### DO THIS:
Please update the entries below by changing "yellow curb" to "painted curb" everywhere it appears, and leave everything else as it is.

::::::

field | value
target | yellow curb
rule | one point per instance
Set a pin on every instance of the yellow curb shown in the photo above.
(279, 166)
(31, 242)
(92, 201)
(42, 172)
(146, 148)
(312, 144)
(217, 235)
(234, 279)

::::::

### WRITTEN ANSWER:
field | value
target | painted curb
rule | one point per instance
Set a pin on every instance of the painted curb shown in the photo above.
(279, 166)
(31, 242)
(92, 201)
(42, 172)
(146, 148)
(312, 144)
(217, 235)
(234, 279)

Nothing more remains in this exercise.